Once cooled, you want to siphon the wort out of your brew pot into your fermentation bucket or carboy leaving as much trub behind in the brew pot as possible.
If you boiled less than 5 gallons of wort – you may add water to the wort in the carboy to achieve your 5 gallons.
Tip: You may add a couple of gallons of ice to your carboy – so when you add the hot wort, it will help cool your wort down.
Also at this time you'll want to take a sample of your wort to measure your Original Gravity , also known as starting gravity, with your Hydrometer. Please see Reading a Hydrometer for more information. Make sure you write down your starting gravity – this will help you determine the alcohol content of your beer when fermentation is complete.
Step 5: Add Yeast
Just prior to adding the yeast to your wort – you should aerate your wort. This can be done my simply attaching the bung to the carboy – and with your finger over the hole – shake it like CRAZY! Or as Outkast would tell you “Shake it, shake it, shake it like a Polaroid picture!” Do this for a minute or so (or the entire length of the song if it really gets you going).
Once the wort is aerated, simply add your yeast, reattach the bung and fermentation lock. This will begin the fermentation process. It is best to keep your fermenting carboy out of directly sunlight and in a dry place. Temperature should be constant also. Many homebrewers place their fermenting carboys in a closet, and I like to place a towel around the carboy to keep out light.
Fermentation is one of the more exciting parts of the homebrewing process. This is when the yeast is “eating” all of the sugars in the wort and turning them into alcohol. The fermentation lock will bubble like crazy for the first few days, and if you look at your glass carboy, it looks kinda like blizzard season in a snow globe!

_RECORDS SHOWN_.
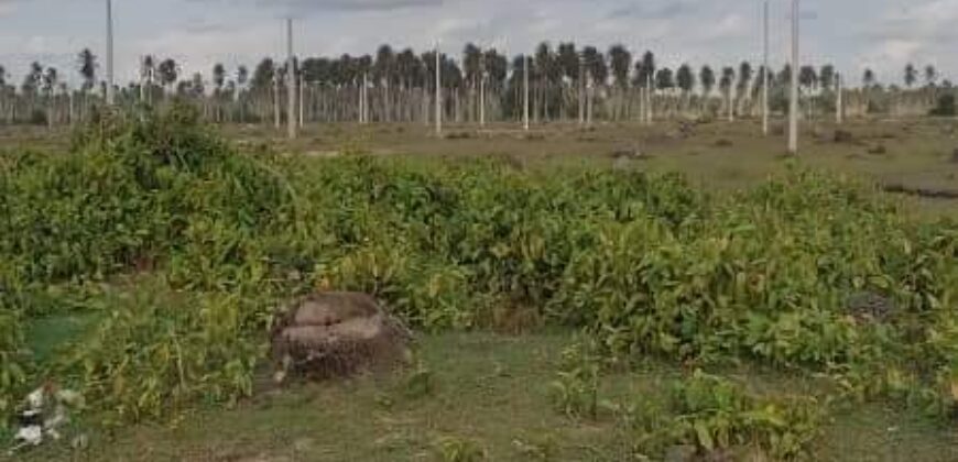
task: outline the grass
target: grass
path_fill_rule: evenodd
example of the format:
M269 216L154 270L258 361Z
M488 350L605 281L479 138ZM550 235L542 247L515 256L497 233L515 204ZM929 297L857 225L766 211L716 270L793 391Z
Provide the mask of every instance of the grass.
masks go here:
M835 128L820 124L803 139L798 162L818 168L863 175L884 183L958 189L958 142L954 121L928 123L852 122L842 128L852 143L829 139ZM56 148L64 133L43 130L14 133L0 129L0 145ZM17 129L19 130L19 129ZM747 187L782 170L784 139L755 136L754 122L700 125L683 139L676 123L653 128L605 124L594 131L547 125L542 138L527 139L514 128L478 132L450 127L457 139L436 139L421 124L358 128L309 127L289 143L264 128L225 127L247 145L273 144L305 155L344 150L404 156L509 156L529 168L583 163L654 172L678 170L704 187ZM719 146L720 140L730 145ZM881 144L886 154L868 154ZM647 158L619 163L611 154L638 148ZM958 202L907 199L922 216L958 216ZM76 338L95 318L72 316L31 321L30 346L41 360ZM610 416L573 420L549 400L560 350L568 333L502 337L490 333L425 336L422 360L434 385L411 393L409 372L326 384L303 384L282 392L263 391L235 409L200 409L164 426L140 425L112 435L91 435L90 448L75 452L54 444L25 460L230 460L230 461L403 461L442 460L443 447L475 447L489 460L624 460L625 438ZM787 373L742 367L722 371L762 393L814 392L820 384ZM602 398L665 399L669 381L683 371L650 361L644 367L603 378ZM935 426L913 410L885 405L841 409L816 443L815 458L835 461L958 460L958 435ZM3 455L0 454L0 459Z
M782 125L781 121L773 124ZM268 127L222 128L247 145L272 144L305 155L335 155L344 150L414 157L504 156L525 167L607 165L650 172L682 172L703 187L717 190L754 185L785 165L785 136L761 136L756 120L696 125L683 135L678 122L603 123L583 130L574 124L544 124L530 134L519 125L487 130L449 125L436 138L422 124L306 127L300 139L284 140ZM836 131L851 134L836 142ZM775 130L773 130L773 133ZM958 190L958 120L854 120L841 127L830 121L803 122L797 162L830 172L864 176L884 184ZM725 145L723 145L725 144ZM884 154L870 154L883 146ZM612 154L638 150L642 161L618 162ZM618 164L618 165L617 165ZM954 200L908 199L923 215L956 216Z
M549 399L565 333L450 333L421 339L427 374L398 373L266 391L231 410L198 410L171 426L92 436L74 452L51 446L25 460L432 461L443 444L480 448L494 461L621 461L628 447L611 416L573 420ZM650 361L607 376L601 397L661 402L677 367ZM814 389L808 378L729 372L762 393ZM412 387L427 376L432 391ZM418 392L414 393L412 389ZM868 405L839 410L815 447L828 461L952 461L958 435L913 411Z

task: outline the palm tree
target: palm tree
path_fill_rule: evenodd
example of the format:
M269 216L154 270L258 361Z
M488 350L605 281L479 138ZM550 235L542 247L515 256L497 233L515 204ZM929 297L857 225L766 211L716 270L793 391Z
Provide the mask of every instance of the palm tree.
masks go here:
M373 84L382 88L382 119L387 122L392 120L392 96L390 88L395 80L395 53L392 46L380 45L375 52L375 64L373 64L372 75Z
M179 69L176 68L176 62L173 58L163 59L156 72L160 74L160 84L172 92L173 86L179 78Z
M678 72L675 75L676 84L678 84L678 88L682 90L683 99L685 100L685 105L688 105L688 96L692 94L692 90L695 88L695 73L692 70L687 64L683 64L678 67Z
M815 72L815 67L813 66L802 66L802 69L798 72L798 85L804 87L805 94L808 98L808 118L812 119L815 111L815 100L813 99L813 94L815 92L816 87L818 86L818 74Z
M671 90L675 88L675 75L672 69L663 67L655 73L655 88Z
M818 82L821 86L821 89L832 90L832 87L835 87L835 66L830 64L821 66L821 70L818 72Z
M222 122L222 114L220 109L222 105L224 85L226 85L226 67L224 67L224 65L220 63L216 63L213 66L213 117L215 122Z
M726 96L726 103L729 114L729 121L734 120L734 110L732 109L732 84L736 81L736 69L732 67L722 68L722 76L719 80L719 89Z
M83 91L87 92L94 88L97 82L97 57L90 52L90 48L84 48L77 55L77 66L80 77L84 79Z
M144 96L152 98L153 95L153 76L156 72L156 61L152 55L143 56L140 63L140 99L145 100Z
M639 79L639 87L645 90L644 105L645 108L645 122L651 123L652 119L655 117L655 103L654 103L654 94L655 86L652 82L653 77L655 76L655 54L651 51L645 52L642 55L642 61L635 64L636 78Z
M925 84L928 87L934 87L936 81L938 80L938 69L933 65L925 66Z
M698 73L698 81L701 82L703 94L708 97L715 88L715 70L710 66L701 66Z
M46 124L48 127L53 127L54 119L54 92L56 91L56 85L59 82L59 75L54 67L47 67L46 73L42 77L43 79L43 94L46 97Z
M609 66L612 68L616 85L620 88L629 87L629 73L632 70L632 54L625 50L625 46L617 44L609 48Z
M559 43L556 48L556 65L559 68L562 78L567 82L565 95L560 99L562 112L569 117L568 100L581 102L581 81L579 72L581 70L581 59L579 52L576 50L576 44L571 42Z
M874 86L875 86L875 82L878 82L878 79L875 78L875 75L874 75L874 70L872 70L872 69L864 69L864 73L863 73L862 76L861 76L861 82L862 82L862 85L864 85L867 88L874 87Z
M226 84L226 67L222 64L217 63L213 66L213 85L216 89L216 94L222 91L222 86Z
M739 81L736 85L739 112L742 112L742 101L750 95L749 86L752 85L752 77L754 77L753 74L754 69L752 69L752 65L749 62L743 61L739 64Z
M609 67L611 67L612 76L616 78L618 110L614 110L613 114L618 119L627 110L623 99L629 91L632 53L629 53L629 50L621 44L612 45L609 48Z
M695 88L695 73L692 72L692 67L687 64L683 64L678 68L678 73L675 75L675 80L683 94L687 95Z
M908 65L905 66L905 87L912 88L917 80L918 70L915 68L914 64L908 63Z
M250 81L250 69L246 65L239 65L236 69L237 92L236 99L239 106L239 120L246 122L246 100L243 98L247 84Z
M481 101L478 101L477 98L480 98L479 95L480 87L482 86L482 51L479 50L473 43L467 43L466 47L462 48L462 72L466 78L466 85L469 88L469 98L467 101L467 119L477 119L477 111L479 110L479 106L482 105ZM481 98L480 98L481 99Z

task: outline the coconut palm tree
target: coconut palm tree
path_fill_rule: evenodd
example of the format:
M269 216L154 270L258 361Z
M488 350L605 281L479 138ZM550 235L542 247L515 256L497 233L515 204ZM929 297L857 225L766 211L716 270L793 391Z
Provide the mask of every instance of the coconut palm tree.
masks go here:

_WORK REQUEST_. Quote the homebrewing passage in full, word for word. The entries have no connection to the homebrewing passage.

_SOLUTION_.
Once cooled, you want to siphon the wort out of your brew pot into your fermentation bucket or carboy leaving as much trub behind in the brew pot as possible.
If you boiled less than 5 gallons of wort – you may add water to the wort in the carboy to achieve your 5 gallons.
Tip: You may add a couple of gallons of ice to your carboy – so when you add the hot wort, it will help cool your wort down.
Also at this time you'll want to take a sample of your wort to measure your Original Gravity , also known as starting gravity, with your Hydrometer. Please see Reading a Hydrometer for more information. Make sure you write down your starting gravity – this will help you determine the alcohol content of your beer when fermentation is complete.
Step 5: Add Yeast
Just prior to adding the yeast to your wort – you should aerate your wort. This can be done my simply attaching the bung to the carboy – and with your finger over the hole – shake it like CRAZY! Or as Outkast would tell you “Shake it, shake it, shake it like a Polaroid picture!” Do this for a minute or so (or the entire length of the song if it really gets you going).
Once the wort is aerated, simply add your yeast, reattach the bung and fermentation lock. This will begin the fermentation process. It is best to keep your fermenting carboy out of directly sunlight and in a dry place. Temperature should be constant also. Many homebrewers place their fermenting carboys in a closet, and I like to place a towel around the carboy to keep out light.
Fermentation is one of the more exciting parts of the homebrewing process. This is when the yeast is “eating” all of the sugars in the wort and turning them into alcohol. The fermentation lock will bubble like crazy for the first few days, and if you look at your glass carboy, it looks kinda like blizzard season in a snow globe!